__Article__.

====================

Né au Tibet, façonné en Suisse : l’histoire derrière Tenz Momo
De son enfance au Tibet à ses premiers momo dans les festivals de street food zurichois, jusqu’à la création d’une entreprise de plus de 200 employés – Tenzin Tibatsang, fondateur et CEO de Tenz Momo, raconte son parcours dans une interview.
Monsieur Tibatsang, pouvez-vous vous présenter brièvement ?
Je m’appelle Tenzin Tibatsang, j’ai 34 ans et je suis le fondateur, propriétaire et CEO de Tenz GmbH, connue sous le nom de Tenz Momo. Né au Tibet, j’ai fui avec ma famille vers l’Inde à l’âge de cinq ans. Après quatre ans et demi dans un village d’enfants tibétains au nord de l’Inde, je suis arrivé en Suisse à l’âge de neuf ans. Après avoir terminé ma scolarité, j’ai suivi une formation de graphiste et travaillé ensuite quatre ans et demi dans une agence de publicité.

====================

__Entrées de l'exercice__.
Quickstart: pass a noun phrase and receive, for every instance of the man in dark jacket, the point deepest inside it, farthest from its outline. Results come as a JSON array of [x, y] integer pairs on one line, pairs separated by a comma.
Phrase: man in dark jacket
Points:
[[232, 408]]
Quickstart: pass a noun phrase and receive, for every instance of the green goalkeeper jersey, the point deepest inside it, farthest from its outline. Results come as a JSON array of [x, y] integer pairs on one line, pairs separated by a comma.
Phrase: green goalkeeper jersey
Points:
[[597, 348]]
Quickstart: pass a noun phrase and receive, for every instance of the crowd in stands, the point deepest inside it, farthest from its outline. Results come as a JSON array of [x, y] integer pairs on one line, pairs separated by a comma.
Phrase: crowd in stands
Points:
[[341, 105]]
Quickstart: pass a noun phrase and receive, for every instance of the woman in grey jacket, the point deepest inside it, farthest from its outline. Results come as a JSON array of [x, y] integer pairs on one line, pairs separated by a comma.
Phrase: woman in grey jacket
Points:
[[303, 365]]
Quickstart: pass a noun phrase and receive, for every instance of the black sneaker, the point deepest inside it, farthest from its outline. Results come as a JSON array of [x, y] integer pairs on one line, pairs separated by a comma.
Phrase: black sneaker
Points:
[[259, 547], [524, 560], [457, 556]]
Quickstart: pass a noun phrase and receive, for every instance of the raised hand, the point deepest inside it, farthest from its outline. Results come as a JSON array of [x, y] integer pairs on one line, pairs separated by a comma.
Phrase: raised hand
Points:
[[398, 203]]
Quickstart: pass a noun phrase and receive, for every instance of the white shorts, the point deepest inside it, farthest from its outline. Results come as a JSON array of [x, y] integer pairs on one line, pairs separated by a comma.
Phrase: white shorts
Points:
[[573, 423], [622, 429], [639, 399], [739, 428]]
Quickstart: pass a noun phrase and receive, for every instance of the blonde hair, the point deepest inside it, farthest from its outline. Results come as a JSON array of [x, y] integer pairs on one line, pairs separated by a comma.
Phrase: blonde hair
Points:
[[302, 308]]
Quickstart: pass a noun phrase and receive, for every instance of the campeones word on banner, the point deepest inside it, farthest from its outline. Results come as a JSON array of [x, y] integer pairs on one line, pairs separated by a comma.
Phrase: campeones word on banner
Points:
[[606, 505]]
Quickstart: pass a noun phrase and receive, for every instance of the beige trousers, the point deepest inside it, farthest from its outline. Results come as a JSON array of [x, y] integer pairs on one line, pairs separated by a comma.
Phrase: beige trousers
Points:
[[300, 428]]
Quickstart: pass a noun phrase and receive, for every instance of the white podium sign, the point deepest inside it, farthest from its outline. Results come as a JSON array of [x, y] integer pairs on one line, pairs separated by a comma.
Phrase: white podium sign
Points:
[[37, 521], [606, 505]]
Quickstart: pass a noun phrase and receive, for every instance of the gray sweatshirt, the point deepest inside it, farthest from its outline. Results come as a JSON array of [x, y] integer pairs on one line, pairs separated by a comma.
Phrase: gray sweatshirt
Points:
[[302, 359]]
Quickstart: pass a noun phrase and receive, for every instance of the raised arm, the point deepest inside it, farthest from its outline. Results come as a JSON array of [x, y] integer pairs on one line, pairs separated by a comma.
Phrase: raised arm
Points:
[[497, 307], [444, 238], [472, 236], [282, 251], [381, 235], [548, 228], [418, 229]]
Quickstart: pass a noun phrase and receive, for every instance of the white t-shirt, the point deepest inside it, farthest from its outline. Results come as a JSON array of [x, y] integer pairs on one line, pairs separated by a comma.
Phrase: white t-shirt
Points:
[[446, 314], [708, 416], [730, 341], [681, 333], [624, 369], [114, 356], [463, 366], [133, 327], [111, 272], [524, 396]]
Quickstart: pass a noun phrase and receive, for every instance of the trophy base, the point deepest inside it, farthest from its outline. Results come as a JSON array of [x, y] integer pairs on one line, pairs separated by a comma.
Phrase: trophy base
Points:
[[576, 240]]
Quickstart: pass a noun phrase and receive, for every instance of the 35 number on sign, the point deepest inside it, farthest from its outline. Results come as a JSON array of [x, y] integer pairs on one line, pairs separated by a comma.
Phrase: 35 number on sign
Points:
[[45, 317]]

====================

__Consigne 1__. Recopiez le passage de l'article sur Tenz Momo qui va de "Né au Tibet, façonné" à "agence de publicité.".
__Consigne 2__. Réécrivez les entrées depuis leur début jusqu'à la ligne contenant "[[232, 408]]", incluse, en remplaçant "dark jacket" par "navy jacket" sans rien changer d'autre. Ne donnez que ces lignes.

__Corrigé 1__.
Né au Tibet, façonné en Suisse : l’histoire derrière Tenz Momo
De son enfance au Tibet à ses premiers momo dans les festivals de street food zurichois, jusqu’à la création d’une entreprise de plus de 200 employés – Tenzin Tibatsang, fondateur et CEO de Tenz Momo, raconte son parcours dans une interview.
Monsieur Tibatsang, pouvez-vous vous présenter brièvement ?
Je m’appelle Tenzin Tibatsang, j’ai 34 ans et je suis le fondateur, propriétaire et CEO de Tenz GmbH, connue sous le nom de Tenz Momo. Né au Tibet, j’ai fui avec ma famille vers l’Inde à l’âge de cinq ans. Après quatre ans et demi dans un village d’enfants tibétains au nord de l’Inde, je suis arrivé en Suisse à l’âge de neuf ans. Après avoir terminé ma scolarité, j’ai suivi une formation de graphiste et travaillé ensuite quatre ans et demi dans une agence de publicité.

__Corrigé 2__.
Quickstart: pass a noun phrase and receive, for every instance of the man in navy jacket, the point deepest inside it, farthest from its outline. Results come as a JSON array of [x, y] integer pairs on one line, pairs separated by a comma.
Phrase: man in navy jacket
Points:
[[232, 408]]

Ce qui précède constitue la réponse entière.